§ WHAT YOU NEED TO DO:
Reproduce the material word for word; the images stay out.

## Start INFORMATION GIVEN

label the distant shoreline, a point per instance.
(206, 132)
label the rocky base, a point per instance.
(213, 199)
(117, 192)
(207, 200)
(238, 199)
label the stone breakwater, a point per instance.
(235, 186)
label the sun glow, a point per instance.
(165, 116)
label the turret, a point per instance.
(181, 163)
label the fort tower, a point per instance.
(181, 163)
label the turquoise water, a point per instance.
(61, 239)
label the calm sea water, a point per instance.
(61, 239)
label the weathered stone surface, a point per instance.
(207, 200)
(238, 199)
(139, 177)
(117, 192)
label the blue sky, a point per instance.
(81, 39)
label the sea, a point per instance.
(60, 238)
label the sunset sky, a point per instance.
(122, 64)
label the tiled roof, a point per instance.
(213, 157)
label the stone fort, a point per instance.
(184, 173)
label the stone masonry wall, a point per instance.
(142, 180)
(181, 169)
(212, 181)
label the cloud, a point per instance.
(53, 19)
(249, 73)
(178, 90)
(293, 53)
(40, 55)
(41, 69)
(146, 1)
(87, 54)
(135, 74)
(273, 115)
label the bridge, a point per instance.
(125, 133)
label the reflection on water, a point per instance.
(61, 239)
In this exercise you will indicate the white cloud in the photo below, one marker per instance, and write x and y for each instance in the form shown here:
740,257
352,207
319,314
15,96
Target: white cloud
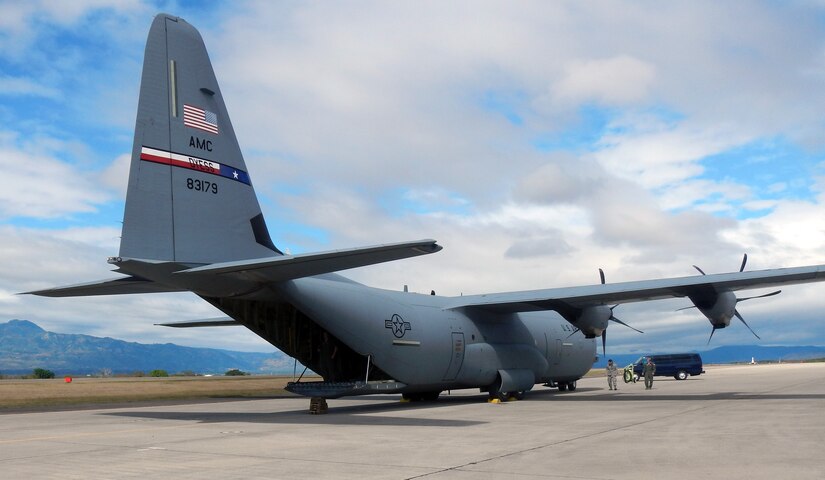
612,81
37,184
343,103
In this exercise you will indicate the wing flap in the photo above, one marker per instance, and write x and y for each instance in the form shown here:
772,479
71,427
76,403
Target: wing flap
206,322
117,286
288,267
627,292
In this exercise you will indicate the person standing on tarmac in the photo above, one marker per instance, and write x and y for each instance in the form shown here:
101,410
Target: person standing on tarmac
650,369
612,373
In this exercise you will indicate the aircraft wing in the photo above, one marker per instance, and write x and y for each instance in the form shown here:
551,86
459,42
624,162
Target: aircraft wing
627,292
118,286
288,267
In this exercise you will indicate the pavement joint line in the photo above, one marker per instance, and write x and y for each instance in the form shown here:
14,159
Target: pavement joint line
711,404
88,434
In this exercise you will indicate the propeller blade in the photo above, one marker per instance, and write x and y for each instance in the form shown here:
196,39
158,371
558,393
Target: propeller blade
735,312
711,334
760,296
604,342
614,319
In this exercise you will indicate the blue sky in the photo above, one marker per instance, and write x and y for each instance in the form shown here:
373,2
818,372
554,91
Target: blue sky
536,144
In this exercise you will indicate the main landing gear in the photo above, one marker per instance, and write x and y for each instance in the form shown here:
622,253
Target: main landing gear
563,386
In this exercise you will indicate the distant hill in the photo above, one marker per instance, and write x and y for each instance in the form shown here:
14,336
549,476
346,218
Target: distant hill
25,346
731,354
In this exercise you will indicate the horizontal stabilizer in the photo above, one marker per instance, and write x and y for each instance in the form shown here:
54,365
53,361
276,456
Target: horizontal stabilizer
117,286
207,322
288,267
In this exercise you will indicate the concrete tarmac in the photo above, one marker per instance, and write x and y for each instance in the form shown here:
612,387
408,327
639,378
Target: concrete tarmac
736,422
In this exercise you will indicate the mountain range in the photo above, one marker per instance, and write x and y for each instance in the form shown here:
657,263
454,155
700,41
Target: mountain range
25,346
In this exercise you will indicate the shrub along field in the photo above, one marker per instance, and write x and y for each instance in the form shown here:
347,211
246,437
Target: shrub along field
39,393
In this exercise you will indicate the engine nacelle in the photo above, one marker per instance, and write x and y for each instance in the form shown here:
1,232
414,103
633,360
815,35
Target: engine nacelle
718,309
592,321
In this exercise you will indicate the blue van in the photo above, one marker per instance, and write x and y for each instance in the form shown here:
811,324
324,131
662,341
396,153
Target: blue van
676,365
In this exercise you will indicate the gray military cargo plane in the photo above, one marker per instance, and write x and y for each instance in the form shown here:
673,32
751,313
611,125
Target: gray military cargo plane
192,223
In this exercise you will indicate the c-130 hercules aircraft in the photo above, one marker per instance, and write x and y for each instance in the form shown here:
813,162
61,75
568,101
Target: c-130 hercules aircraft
192,223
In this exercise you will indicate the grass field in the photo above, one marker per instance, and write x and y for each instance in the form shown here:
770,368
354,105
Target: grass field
23,394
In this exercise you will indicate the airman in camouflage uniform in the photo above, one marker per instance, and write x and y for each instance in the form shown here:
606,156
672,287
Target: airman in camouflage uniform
612,372
650,369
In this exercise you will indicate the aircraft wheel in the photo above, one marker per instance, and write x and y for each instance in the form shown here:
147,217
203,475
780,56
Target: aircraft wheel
430,396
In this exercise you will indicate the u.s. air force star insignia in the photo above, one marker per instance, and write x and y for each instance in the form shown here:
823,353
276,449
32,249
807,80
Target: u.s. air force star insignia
398,325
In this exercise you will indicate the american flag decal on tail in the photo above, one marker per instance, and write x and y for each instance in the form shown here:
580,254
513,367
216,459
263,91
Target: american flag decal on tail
201,119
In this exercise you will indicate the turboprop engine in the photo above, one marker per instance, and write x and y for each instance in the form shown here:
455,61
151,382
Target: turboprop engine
592,321
720,306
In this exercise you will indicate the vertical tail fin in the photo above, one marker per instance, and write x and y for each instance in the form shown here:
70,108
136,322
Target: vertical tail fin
190,198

## End INFORMATION GIVEN

§ TASK RESPONSE:
label the distant shoreline, a point per instance.
(206, 132)
label the rocky base, a point per instance.
(213, 199)
(117, 192)
(207, 200)
(238, 199)
label the stone breakwater, a point per instance.
(235, 186)
label the sun glow, a point per instance.
(165, 116)
label the turret, a point per instance.
(181, 163)
label the fort tower, a point per instance.
(181, 163)
label the turquoise water, a point per instance.
(61, 239)
label the calm sea water, a point per instance.
(61, 239)
label the weathered stone surface, a point per instance.
(207, 200)
(238, 199)
(139, 177)
(117, 192)
label the blue sky, a point per instance.
(81, 39)
label the sea, a point per instance.
(60, 238)
label the sunset sky, a point per instance.
(122, 64)
label the tiled roof, a point per instance.
(213, 157)
label the stone fort, a point per instance.
(184, 173)
label the stone masonry wall, a point per instance.
(142, 180)
(181, 169)
(212, 181)
label the cloud, a point per instance.
(53, 19)
(249, 73)
(178, 90)
(293, 53)
(40, 55)
(41, 69)
(146, 1)
(87, 54)
(135, 74)
(273, 115)
label the bridge, a point per instance.
(125, 133)
label the reflection on water, a point per instance.
(61, 239)
In this exercise you will indicate the white cloud in the photo below, one marker per instance, and write x and y for each instance in the form shown here:
740,257
352,207
319,314
15,96
Target: white cloud
612,81
37,184
343,103
In this exercise you will indicate the wing flap in the photo above, one marker per instance, and write x and y for each instance in the form shown here:
772,479
71,427
76,403
Target: wing flap
206,322
117,286
288,267
627,292
In this exercise you will indicate the person standing on tarmac in the photo above, one marker per instance, and write x and y for each instance in the form shown here:
101,410
Target: person standing on tarmac
650,369
612,373
In this exercise you will indicate the aircraft wing in the photo above, one marker per instance, and write x and y for each instance in the form shown here:
551,86
459,42
624,162
Target: aircraft wing
627,292
118,286
288,267
In this exercise you will indicate the pavement joint line in the photo above, one marker per instance, and write x and y for each instance in the form shown here:
14,159
Target: pavement joint line
711,404
88,434
In this exercise you will indicate the propeller blade in the photo above, one marker per instance, and write x and y for each instance in the form shown here:
196,39
158,371
558,393
Target: propeller blade
735,312
711,334
760,296
604,342
614,319
In this exercise you will indicate the blue sky in the photo above, one marker per instance, and write x and y for each instance in the form shown here:
373,2
818,372
554,91
Target: blue sky
536,144
In this exercise you will indicate the main landing gear in the photo above, one marker per instance, and write x and y for each instance in the form shown here:
622,253
Target: main landing gear
563,386
In this exercise you will indicate the distant hill in the photo above, one marker per instance, and write x and y for each instance in the form shown here:
14,336
549,476
346,218
Target: distant hill
25,346
731,354
In this exercise you will indicate the horizontal stabilizer in the photo above, one marker per instance, and write x and y for each instance in the form shown here:
54,365
53,361
276,456
Target: horizontal stabilizer
117,286
207,322
288,267
In this exercise you will indicate the concrete tarmac in the photo above, one marker per instance, and write x and y for each instance in the form shown here:
612,387
408,327
639,378
Target: concrete tarmac
736,422
In this exercise you will indicate the mountain range in the photo above, one marker per instance, and write x and y for each instance in the form shown here:
657,263
454,155
700,41
Target: mountain range
25,346
In this exercise you will indicate the shrub along field in the photo above, one marker per instance, and write x and y for each instance in the form shown here:
347,211
246,437
Target: shrub along field
39,393
In this exercise you will indicate the engine nacelle in the photo above, one marker per instance, and write x and y for each instance in the form shown here:
1,232
414,103
633,360
815,35
Target: engine nacelle
718,309
592,321
In this exercise you will indicate the blue van in the photo above, one marker per instance, and write x and y for each instance in the form shown here:
811,324
324,131
662,341
396,153
Target: blue van
676,365
In this exercise you will indicate the gray military cargo plane in the photo above, one marker per instance, and write x and y for each instance in the form shown here:
673,32
751,313
611,125
Target: gray military cargo plane
192,223
In this exercise you will indicate the c-130 hercules aircraft in the photo above, one marker per instance, and write x and y for each instance in the form shown here:
813,162
61,75
568,101
Target: c-130 hercules aircraft
192,223
In this exercise you will indicate the grass field in the photo above, one marker per instance, and write x and y for each instance in the form shown here:
770,368
354,105
Target: grass field
23,394
In this exercise you will indicate the airman in camouflage uniform in the photo above, one marker per instance, and write x and y for each instance in the form shown here:
606,156
672,287
Target: airman in camouflage uniform
612,372
650,369
In this exercise you will indicate the aircraft wheel in the photo above, one marker per instance, and write x and y for each instance in the form shown here:
147,217
203,475
780,56
Target: aircraft wheel
430,396
In this exercise you will indicate the u.s. air force star insignia in the photo above, one marker per instance, and write x and y for each instance in the form shown here:
823,353
276,449
32,249
807,80
Target: u.s. air force star insignia
398,325
In this exercise you will indicate the american flag decal on tail in the photo above, one marker per instance, and write x and y for each instance in the form shown here:
580,254
513,367
216,459
263,91
Target: american flag decal on tail
201,119
In this exercise you will indicate the turboprop engine in the photo above, one marker per instance, and write x and y for each instance in the form shown here:
455,61
151,382
Target: turboprop engine
592,321
720,306
In this exercise you will indicate the vertical tail fin in the photo above, one marker per instance, and write x and y for each instance in the form shown here:
70,108
136,322
Target: vertical tail fin
190,198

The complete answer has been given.